Could you reproduce, word for word, the lines that open with the line containing "Target = light blue jacket" and close with the line containing "x=643 y=425", both included? Leave the pictures out of your answer.

┄┄┄┄┄┄┄┄┄┄

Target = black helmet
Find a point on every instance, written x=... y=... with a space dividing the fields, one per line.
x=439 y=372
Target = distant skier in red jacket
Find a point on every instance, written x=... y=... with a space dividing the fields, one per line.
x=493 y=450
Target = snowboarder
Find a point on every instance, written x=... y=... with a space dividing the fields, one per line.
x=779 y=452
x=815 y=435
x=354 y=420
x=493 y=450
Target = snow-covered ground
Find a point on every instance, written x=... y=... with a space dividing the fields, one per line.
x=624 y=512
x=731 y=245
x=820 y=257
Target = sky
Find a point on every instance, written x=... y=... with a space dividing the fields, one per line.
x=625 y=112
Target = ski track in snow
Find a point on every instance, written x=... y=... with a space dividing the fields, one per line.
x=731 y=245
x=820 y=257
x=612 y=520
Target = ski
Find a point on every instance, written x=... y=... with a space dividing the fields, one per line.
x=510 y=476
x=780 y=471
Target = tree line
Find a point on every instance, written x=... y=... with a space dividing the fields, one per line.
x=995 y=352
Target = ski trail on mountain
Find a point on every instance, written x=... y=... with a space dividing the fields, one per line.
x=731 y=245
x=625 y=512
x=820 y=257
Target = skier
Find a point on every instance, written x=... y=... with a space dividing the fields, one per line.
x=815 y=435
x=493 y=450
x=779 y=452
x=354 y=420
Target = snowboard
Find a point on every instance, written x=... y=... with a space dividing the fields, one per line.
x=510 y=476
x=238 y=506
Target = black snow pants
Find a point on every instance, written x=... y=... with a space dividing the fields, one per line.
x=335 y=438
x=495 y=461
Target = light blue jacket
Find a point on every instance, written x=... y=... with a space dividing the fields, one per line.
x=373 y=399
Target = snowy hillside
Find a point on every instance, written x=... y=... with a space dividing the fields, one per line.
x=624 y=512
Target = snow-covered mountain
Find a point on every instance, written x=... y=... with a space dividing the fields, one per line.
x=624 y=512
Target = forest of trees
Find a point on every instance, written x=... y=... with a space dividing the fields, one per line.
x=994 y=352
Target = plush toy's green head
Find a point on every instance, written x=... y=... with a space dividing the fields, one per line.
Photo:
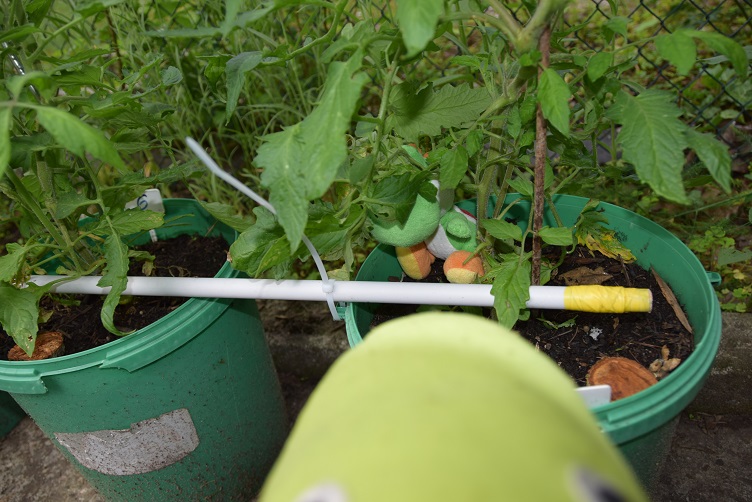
x=447 y=407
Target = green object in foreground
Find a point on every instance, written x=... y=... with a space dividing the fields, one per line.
x=447 y=407
x=642 y=425
x=188 y=408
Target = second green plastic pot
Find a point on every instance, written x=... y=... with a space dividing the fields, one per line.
x=188 y=408
x=643 y=425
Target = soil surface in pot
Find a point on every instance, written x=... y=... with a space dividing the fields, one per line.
x=77 y=316
x=577 y=340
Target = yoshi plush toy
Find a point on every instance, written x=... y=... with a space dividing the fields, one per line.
x=435 y=228
x=447 y=407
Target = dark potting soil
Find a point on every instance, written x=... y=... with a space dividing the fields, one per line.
x=77 y=316
x=577 y=340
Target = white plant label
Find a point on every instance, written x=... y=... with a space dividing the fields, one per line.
x=146 y=446
x=151 y=199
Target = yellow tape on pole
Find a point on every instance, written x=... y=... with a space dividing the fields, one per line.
x=613 y=299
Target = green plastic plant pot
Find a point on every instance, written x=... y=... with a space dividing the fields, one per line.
x=188 y=407
x=642 y=425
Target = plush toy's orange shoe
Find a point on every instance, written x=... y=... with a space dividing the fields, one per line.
x=415 y=260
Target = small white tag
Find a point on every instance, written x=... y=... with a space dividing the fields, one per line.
x=151 y=200
x=595 y=395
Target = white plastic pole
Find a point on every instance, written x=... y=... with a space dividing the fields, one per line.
x=542 y=297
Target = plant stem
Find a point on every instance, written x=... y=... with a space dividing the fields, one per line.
x=541 y=152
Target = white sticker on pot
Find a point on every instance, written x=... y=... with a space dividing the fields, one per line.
x=147 y=446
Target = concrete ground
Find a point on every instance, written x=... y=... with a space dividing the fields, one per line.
x=710 y=459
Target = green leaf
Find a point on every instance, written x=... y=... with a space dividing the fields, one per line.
x=726 y=46
x=133 y=220
x=393 y=197
x=511 y=289
x=417 y=22
x=17 y=32
x=228 y=215
x=301 y=162
x=329 y=233
x=522 y=186
x=599 y=65
x=679 y=49
x=235 y=70
x=591 y=232
x=19 y=312
x=78 y=137
x=427 y=112
x=5 y=120
x=86 y=9
x=514 y=121
x=502 y=229
x=616 y=25
x=12 y=262
x=556 y=236
x=69 y=201
x=200 y=32
x=553 y=96
x=728 y=256
x=714 y=155
x=474 y=142
x=351 y=34
x=453 y=167
x=115 y=276
x=232 y=8
x=652 y=139
x=16 y=83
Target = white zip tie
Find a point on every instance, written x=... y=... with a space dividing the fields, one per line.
x=327 y=284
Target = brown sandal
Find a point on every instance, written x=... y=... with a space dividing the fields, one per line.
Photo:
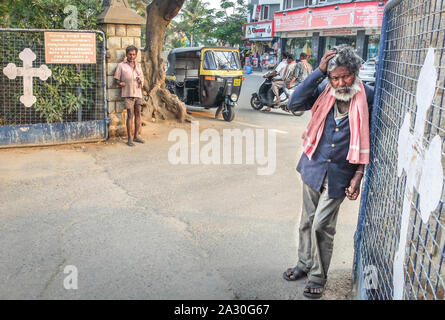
x=293 y=274
x=313 y=290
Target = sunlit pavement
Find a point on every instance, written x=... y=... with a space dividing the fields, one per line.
x=136 y=226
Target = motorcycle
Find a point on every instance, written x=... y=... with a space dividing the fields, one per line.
x=265 y=97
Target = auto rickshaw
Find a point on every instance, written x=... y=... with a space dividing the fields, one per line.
x=206 y=77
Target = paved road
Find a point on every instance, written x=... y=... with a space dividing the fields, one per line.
x=136 y=226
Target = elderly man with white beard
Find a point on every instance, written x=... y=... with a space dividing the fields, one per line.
x=335 y=152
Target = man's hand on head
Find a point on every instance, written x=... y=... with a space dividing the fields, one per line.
x=326 y=58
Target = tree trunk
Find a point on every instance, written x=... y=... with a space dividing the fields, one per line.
x=161 y=103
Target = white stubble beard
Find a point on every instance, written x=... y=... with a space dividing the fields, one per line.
x=351 y=91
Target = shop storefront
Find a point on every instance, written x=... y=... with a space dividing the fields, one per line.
x=264 y=46
x=357 y=24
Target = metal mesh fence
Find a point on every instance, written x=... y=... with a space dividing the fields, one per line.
x=410 y=27
x=73 y=93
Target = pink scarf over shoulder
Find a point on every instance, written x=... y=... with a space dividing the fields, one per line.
x=358 y=124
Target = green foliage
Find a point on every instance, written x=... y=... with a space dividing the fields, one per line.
x=70 y=87
x=64 y=95
x=311 y=60
x=204 y=26
x=228 y=28
x=48 y=14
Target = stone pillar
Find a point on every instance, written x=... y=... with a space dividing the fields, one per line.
x=360 y=46
x=315 y=49
x=122 y=27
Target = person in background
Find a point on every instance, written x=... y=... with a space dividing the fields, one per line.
x=303 y=69
x=277 y=81
x=130 y=78
x=289 y=77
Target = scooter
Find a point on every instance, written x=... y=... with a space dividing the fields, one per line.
x=265 y=97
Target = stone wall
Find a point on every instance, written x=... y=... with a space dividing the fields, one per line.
x=119 y=37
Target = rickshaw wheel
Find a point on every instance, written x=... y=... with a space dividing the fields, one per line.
x=228 y=113
x=256 y=103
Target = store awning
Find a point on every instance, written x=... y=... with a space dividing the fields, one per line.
x=261 y=39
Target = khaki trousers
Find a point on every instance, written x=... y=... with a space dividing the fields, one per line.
x=316 y=232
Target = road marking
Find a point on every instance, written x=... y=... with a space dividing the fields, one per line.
x=248 y=124
x=256 y=126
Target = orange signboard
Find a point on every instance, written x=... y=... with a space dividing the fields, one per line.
x=70 y=48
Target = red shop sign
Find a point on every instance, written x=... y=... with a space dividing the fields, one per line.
x=359 y=14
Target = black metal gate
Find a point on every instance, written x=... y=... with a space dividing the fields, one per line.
x=49 y=103
x=400 y=250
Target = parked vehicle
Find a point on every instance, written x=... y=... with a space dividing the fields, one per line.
x=367 y=71
x=265 y=97
x=208 y=77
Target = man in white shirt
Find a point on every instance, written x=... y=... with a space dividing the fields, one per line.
x=278 y=76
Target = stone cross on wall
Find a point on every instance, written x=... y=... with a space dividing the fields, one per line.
x=27 y=72
x=423 y=167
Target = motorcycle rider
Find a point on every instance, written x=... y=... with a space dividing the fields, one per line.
x=277 y=81
x=289 y=77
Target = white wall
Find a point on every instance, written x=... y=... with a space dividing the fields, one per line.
x=270 y=1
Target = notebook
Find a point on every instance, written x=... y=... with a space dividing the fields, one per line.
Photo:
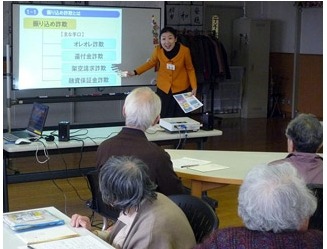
x=35 y=125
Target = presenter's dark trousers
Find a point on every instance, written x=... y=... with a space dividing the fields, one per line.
x=169 y=106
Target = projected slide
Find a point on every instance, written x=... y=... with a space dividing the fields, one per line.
x=67 y=47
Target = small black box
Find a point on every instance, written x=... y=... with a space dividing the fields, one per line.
x=207 y=121
x=63 y=131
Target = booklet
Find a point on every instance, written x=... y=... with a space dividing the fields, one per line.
x=31 y=219
x=187 y=102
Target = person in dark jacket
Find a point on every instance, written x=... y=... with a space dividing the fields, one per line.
x=141 y=110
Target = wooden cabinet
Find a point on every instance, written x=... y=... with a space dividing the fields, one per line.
x=251 y=44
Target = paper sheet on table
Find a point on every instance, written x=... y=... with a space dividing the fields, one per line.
x=208 y=167
x=47 y=234
x=187 y=162
x=85 y=242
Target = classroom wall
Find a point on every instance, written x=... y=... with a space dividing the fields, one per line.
x=283 y=33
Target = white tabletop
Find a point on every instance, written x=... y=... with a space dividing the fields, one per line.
x=12 y=241
x=238 y=163
x=94 y=136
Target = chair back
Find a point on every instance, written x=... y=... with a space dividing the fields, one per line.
x=316 y=220
x=96 y=203
x=201 y=216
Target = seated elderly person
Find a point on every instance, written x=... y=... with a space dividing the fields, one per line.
x=148 y=219
x=304 y=139
x=275 y=206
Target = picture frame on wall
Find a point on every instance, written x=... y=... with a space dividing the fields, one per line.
x=186 y=14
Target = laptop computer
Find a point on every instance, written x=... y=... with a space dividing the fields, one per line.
x=35 y=125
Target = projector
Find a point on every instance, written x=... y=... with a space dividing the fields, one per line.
x=179 y=124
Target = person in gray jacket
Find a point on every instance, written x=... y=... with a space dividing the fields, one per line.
x=304 y=139
x=148 y=219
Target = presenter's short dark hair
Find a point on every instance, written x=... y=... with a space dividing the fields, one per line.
x=168 y=29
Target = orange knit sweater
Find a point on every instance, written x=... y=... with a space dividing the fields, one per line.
x=179 y=79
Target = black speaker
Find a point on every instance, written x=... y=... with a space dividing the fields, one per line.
x=63 y=131
x=207 y=121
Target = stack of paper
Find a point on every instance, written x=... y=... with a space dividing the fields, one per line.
x=47 y=234
x=31 y=219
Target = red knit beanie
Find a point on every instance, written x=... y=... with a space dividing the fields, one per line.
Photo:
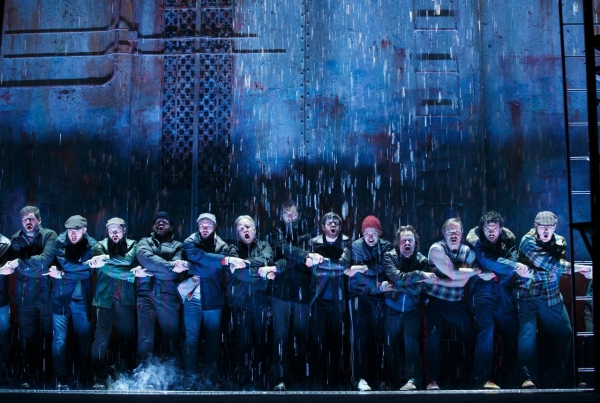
x=371 y=221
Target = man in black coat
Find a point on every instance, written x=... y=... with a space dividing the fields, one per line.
x=31 y=254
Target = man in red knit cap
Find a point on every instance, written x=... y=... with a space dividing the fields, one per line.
x=366 y=303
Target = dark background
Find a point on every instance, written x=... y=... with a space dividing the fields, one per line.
x=412 y=110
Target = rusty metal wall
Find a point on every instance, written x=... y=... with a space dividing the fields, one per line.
x=412 y=110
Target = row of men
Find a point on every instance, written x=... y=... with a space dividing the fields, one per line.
x=311 y=289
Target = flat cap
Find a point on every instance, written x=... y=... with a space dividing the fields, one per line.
x=546 y=218
x=163 y=215
x=208 y=216
x=76 y=222
x=116 y=221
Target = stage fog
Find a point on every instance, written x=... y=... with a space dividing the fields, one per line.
x=413 y=111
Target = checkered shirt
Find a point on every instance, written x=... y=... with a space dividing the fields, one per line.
x=465 y=256
x=548 y=263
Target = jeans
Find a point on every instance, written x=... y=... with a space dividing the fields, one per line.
x=194 y=320
x=4 y=343
x=328 y=343
x=367 y=338
x=405 y=324
x=556 y=322
x=164 y=309
x=123 y=318
x=250 y=326
x=490 y=320
x=83 y=333
x=290 y=327
x=35 y=339
x=456 y=314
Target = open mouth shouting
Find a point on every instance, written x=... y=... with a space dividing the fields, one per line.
x=246 y=231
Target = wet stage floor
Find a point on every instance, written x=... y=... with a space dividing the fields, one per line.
x=444 y=396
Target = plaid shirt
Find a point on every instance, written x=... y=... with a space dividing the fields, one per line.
x=547 y=260
x=464 y=257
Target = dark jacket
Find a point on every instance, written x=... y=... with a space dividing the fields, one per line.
x=330 y=272
x=244 y=283
x=156 y=255
x=115 y=272
x=366 y=285
x=205 y=260
x=71 y=259
x=500 y=258
x=4 y=247
x=35 y=258
x=405 y=274
x=293 y=278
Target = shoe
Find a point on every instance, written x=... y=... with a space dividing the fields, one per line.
x=433 y=386
x=363 y=386
x=528 y=384
x=410 y=385
x=490 y=385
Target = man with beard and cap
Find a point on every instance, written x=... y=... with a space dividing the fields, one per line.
x=407 y=270
x=157 y=296
x=490 y=294
x=250 y=306
x=366 y=304
x=209 y=257
x=71 y=297
x=329 y=259
x=290 y=297
x=31 y=254
x=114 y=300
x=5 y=271
x=537 y=294
x=449 y=259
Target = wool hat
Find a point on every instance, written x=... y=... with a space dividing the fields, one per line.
x=116 y=221
x=208 y=216
x=163 y=215
x=76 y=222
x=373 y=222
x=546 y=218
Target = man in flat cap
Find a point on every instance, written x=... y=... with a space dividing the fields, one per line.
x=31 y=254
x=114 y=298
x=209 y=256
x=71 y=297
x=157 y=296
x=537 y=293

┄┄┄┄┄┄┄┄┄┄

**Solution for this exercise:**
Target = light blue jacket
Find a point on every instance, written x=... y=... with a space dividing the fields, one per line.
x=373 y=399
Target = snowy hillside
Find a point on every instance, written x=... y=... with a space dividing the fields, one per line.
x=624 y=512
Target = snow-covered mountain
Find a point on every instance, written x=... y=... with a space dividing the fields, one per line.
x=624 y=512
Target = forest of trees
Find a point on every instance, written x=... y=... with a space dividing the fields, one per line.
x=994 y=352
Target = plush toy's green head
Find a point on every instance, written x=... y=... with a space dividing the fields, one per line.
Photo:
x=447 y=407
Target = green object in foreground
Find a point on every instance, written x=... y=... with a space dividing the fields, one per line.
x=447 y=407
x=642 y=425
x=188 y=408
Target = second green plastic pot
Find a point on every instance, written x=... y=... with a space dividing the fields, one per line.
x=188 y=408
x=643 y=425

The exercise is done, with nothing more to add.